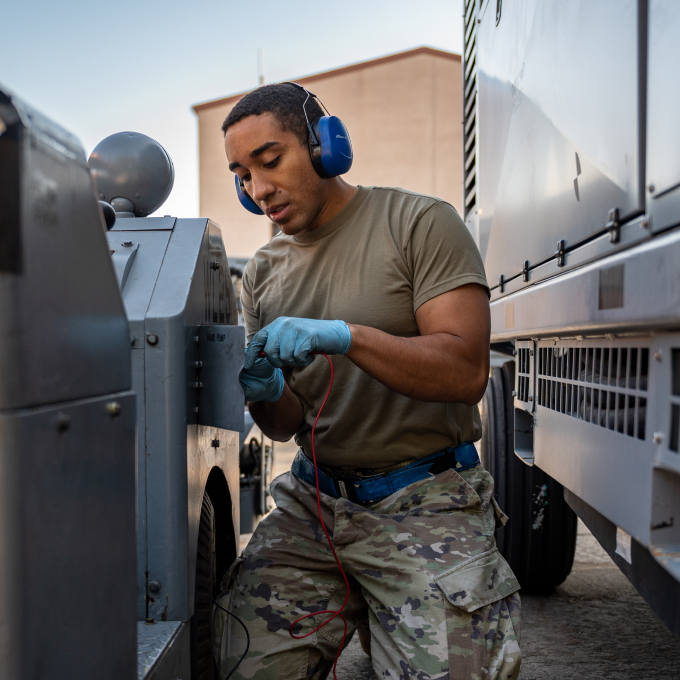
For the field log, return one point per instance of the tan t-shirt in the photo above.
(386, 253)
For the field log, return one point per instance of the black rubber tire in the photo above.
(202, 665)
(539, 540)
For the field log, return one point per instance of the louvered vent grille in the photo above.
(606, 386)
(523, 374)
(675, 401)
(470, 107)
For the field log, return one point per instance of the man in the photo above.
(391, 285)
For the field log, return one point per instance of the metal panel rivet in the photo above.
(63, 422)
(113, 407)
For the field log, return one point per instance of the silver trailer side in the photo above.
(572, 190)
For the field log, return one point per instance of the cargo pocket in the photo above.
(219, 615)
(501, 517)
(478, 581)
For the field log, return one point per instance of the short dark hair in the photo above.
(284, 101)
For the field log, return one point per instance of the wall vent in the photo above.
(470, 106)
(602, 385)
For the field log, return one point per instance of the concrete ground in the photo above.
(593, 626)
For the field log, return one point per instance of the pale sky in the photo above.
(97, 68)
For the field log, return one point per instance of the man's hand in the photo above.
(292, 342)
(261, 381)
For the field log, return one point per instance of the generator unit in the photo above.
(187, 352)
(67, 417)
(572, 190)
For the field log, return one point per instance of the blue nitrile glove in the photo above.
(291, 342)
(261, 381)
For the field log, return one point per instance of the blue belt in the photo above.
(376, 487)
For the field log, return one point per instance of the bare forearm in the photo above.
(281, 419)
(438, 367)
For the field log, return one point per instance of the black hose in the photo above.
(243, 656)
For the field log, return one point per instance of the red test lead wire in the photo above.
(330, 543)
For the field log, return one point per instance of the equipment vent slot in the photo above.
(675, 401)
(470, 107)
(602, 385)
(523, 367)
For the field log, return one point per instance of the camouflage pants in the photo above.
(423, 567)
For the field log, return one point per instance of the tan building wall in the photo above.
(403, 113)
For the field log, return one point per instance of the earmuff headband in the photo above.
(330, 148)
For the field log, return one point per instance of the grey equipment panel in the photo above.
(177, 288)
(67, 540)
(63, 333)
(663, 102)
(221, 353)
(67, 418)
(559, 126)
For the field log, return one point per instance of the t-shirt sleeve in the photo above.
(442, 254)
(250, 318)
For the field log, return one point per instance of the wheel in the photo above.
(540, 538)
(202, 667)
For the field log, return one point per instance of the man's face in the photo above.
(276, 172)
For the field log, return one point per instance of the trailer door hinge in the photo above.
(614, 226)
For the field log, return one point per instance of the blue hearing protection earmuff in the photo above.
(330, 149)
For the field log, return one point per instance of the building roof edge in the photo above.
(339, 71)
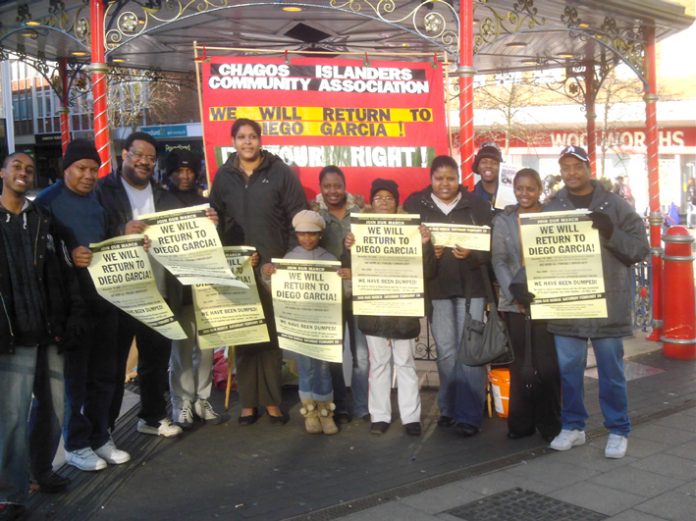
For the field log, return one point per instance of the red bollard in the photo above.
(679, 306)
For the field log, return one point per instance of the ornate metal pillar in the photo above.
(64, 105)
(99, 69)
(590, 96)
(466, 90)
(653, 181)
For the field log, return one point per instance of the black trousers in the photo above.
(259, 365)
(153, 365)
(90, 381)
(534, 404)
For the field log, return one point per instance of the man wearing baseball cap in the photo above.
(90, 365)
(623, 242)
(487, 166)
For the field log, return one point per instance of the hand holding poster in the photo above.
(307, 303)
(387, 265)
(186, 242)
(563, 258)
(122, 274)
(230, 315)
(463, 235)
(506, 190)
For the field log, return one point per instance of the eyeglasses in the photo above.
(142, 157)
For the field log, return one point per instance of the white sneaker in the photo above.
(111, 454)
(205, 411)
(567, 439)
(166, 428)
(84, 459)
(616, 446)
(185, 417)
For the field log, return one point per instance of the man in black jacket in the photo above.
(90, 368)
(125, 196)
(39, 310)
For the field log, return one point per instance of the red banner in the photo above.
(376, 119)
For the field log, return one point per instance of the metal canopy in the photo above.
(508, 35)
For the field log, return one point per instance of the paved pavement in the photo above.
(266, 472)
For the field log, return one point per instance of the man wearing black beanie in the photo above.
(90, 365)
(487, 166)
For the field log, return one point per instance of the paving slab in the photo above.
(598, 498)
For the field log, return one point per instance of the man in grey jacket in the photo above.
(624, 242)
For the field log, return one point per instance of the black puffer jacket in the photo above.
(628, 244)
(60, 297)
(113, 198)
(257, 210)
(454, 277)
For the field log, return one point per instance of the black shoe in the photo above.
(517, 435)
(466, 430)
(279, 420)
(342, 417)
(11, 511)
(249, 420)
(52, 483)
(445, 421)
(379, 427)
(413, 429)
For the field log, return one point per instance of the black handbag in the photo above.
(485, 342)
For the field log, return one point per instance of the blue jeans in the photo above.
(17, 372)
(314, 379)
(613, 399)
(462, 388)
(361, 367)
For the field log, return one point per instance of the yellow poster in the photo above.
(187, 244)
(307, 303)
(387, 264)
(230, 315)
(122, 274)
(563, 258)
(463, 235)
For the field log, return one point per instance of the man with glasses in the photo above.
(487, 166)
(125, 196)
(40, 313)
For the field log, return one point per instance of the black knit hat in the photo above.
(80, 149)
(574, 151)
(489, 150)
(182, 158)
(384, 184)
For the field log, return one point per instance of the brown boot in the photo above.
(326, 410)
(311, 414)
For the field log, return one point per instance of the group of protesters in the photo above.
(65, 345)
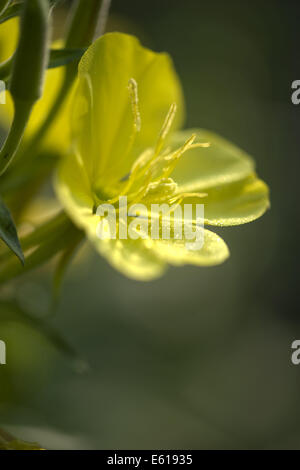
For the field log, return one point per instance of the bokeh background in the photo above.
(200, 359)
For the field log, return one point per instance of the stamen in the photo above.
(133, 93)
(200, 144)
(166, 128)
**********
Without the pictures, repeat the listing above exactly.

For the field log, return one point per instance of the tan t-shirt in the photo above.
(386, 253)
For the field log, return one point per instance of the black rubber tire in the photo above.
(202, 665)
(539, 540)
For the field log, return one point per instance of the louvered vent grille in the photo above.
(606, 386)
(523, 374)
(675, 401)
(470, 107)
For the field log, return one point per instance of the man in the photo above.
(391, 285)
For the field log, return one point per instance of the metal panel rivet in the photo above.
(63, 422)
(113, 407)
For the field log, return one point per instance of the silver trailer side in the photo above.
(572, 190)
For the field log, return one point per instance of the cargo pocket in the photo above.
(219, 615)
(501, 517)
(478, 581)
For the field log, return one point per instance of the short dark hair in the photo above.
(284, 101)
For the field log, return one point per instance of the wall vent in the photo above.
(470, 106)
(602, 385)
For the field log, return one point per instance of the concrete ground in the photo above.
(593, 626)
For the field log, return one point per instance of the pale sky in the photo above.
(97, 68)
For the field log, return one point per instance of the man's hand in the photo above.
(292, 342)
(261, 381)
For the field log, return one point per instance of the generator unit in the photo above.
(187, 352)
(67, 417)
(572, 190)
For the field log, return one point per instance of the blue nitrile glove in the photo above.
(291, 342)
(261, 381)
For the field log, return one point per instance of the blue belt in the photo above.
(376, 487)
For the field log, return one point per instance of the bare forearm in the photo above.
(281, 419)
(438, 367)
For the field log, return one point per instance of the black hose in the photo above.
(243, 656)
For the field log, return one point per instance of the red test lead wire in the photo above.
(330, 543)
For the field log, return one point per instance of the equipment vent slot in the photo above.
(675, 401)
(470, 107)
(602, 385)
(523, 367)
For the field log, return one point per instance of the camouflage pants in the photo above.
(423, 567)
For the field log, return one point per instance of the tan building wall in the photo above.
(403, 113)
For the field log, return one point per instance of the earmuff headband in the photo above.
(330, 148)
For the field log, return one point per instance of the grey equipment panel in the photo above.
(177, 288)
(67, 540)
(63, 333)
(663, 102)
(221, 353)
(67, 418)
(559, 126)
For the field log, return one point per instance of the t-shirt sleeve in the photo above.
(442, 254)
(250, 318)
For the field log, return one point per instance of the wheel in the photo above.
(540, 538)
(202, 667)
For the field log, return one point per instance of the man's face in the photo above.
(276, 172)
For the field log, return one point per instance of the trailer door hinge in the photo above.
(614, 226)
For the field log, return one point per instance of the blue hearing protection earmuff in the photo above.
(330, 149)
For the field log, return one point per instance of the building roof edge in the photo above.
(339, 71)
For the field log, return one point per instance of the red bollard in the photo above.
(679, 306)
For the field log, return one point per instance of the ornate metal pillar in the photo above.
(64, 105)
(99, 69)
(590, 96)
(466, 90)
(653, 181)
For the field log, return one point per instance of the black trousers in the photo above.
(259, 365)
(153, 365)
(90, 381)
(534, 404)
For the field log, return one point per instance of the man wearing baseball cap in the photo above.
(90, 365)
(623, 242)
(487, 166)
For the field log, return one point per instance of the hand holding poster in the photo above.
(307, 303)
(387, 265)
(186, 242)
(563, 258)
(122, 274)
(230, 315)
(463, 235)
(506, 190)
For the field log, return one point per instance of the eyeglasses in the photo above.
(142, 157)
For the field log, return one point per instance of the white sneaker in the photo above.
(111, 454)
(205, 411)
(567, 439)
(166, 428)
(84, 459)
(616, 446)
(185, 417)
For the field log, return one point per instance of the man in black jacket in the photo above.
(90, 368)
(125, 196)
(39, 310)
For the field log, return one point per instance of the red banner in the photo above.
(376, 119)
For the field log, return one point per instance of the metal canopy in the photo above.
(508, 35)
For the field log, return one point per instance of the paved pavement in the photo above.
(266, 472)
For the field log, return one point per instance of the man wearing black beanie in the photo above.
(90, 365)
(487, 166)
For the field log, return one point per instance of the paving slab in the photo above.
(598, 498)
For the field log, return one point per instance of the man in grey jacket in the photo above.
(624, 242)
For the field log, return one point per instance of the black puffer jacket in the photo above.
(628, 244)
(60, 297)
(113, 198)
(257, 210)
(454, 277)
For the field log, return one point per instance of the black shoe in the photo above.
(517, 435)
(466, 430)
(279, 420)
(342, 417)
(11, 511)
(249, 420)
(52, 483)
(445, 421)
(379, 427)
(413, 429)
For the field log, return one point per instance of the black handbag in the photo above.
(485, 342)
For the field log, return one point per instance of the blue jeans in the photo above.
(17, 372)
(314, 379)
(613, 399)
(462, 388)
(361, 367)
For the field log, return one point per instance of the yellow poster in the photo above.
(187, 244)
(307, 303)
(387, 264)
(230, 315)
(122, 274)
(563, 258)
(463, 235)
For the field log, return one point per instance of the man with glasses in the photo above.
(487, 166)
(125, 196)
(40, 313)
For the field log, return one point per instance of the black knit hat in the photo above.
(80, 149)
(574, 151)
(489, 150)
(182, 158)
(384, 184)
For the field log, return one point per instance of the brown boot in the photo above.
(326, 410)
(311, 414)
For the field log, return one point per instance of the group of protesters in the photo above.
(65, 345)
For the field log, return one point per instance of the bokeh background in the photo above.
(200, 359)
For the field log, return one point per instance of the stamen in the photo above.
(133, 93)
(200, 144)
(166, 128)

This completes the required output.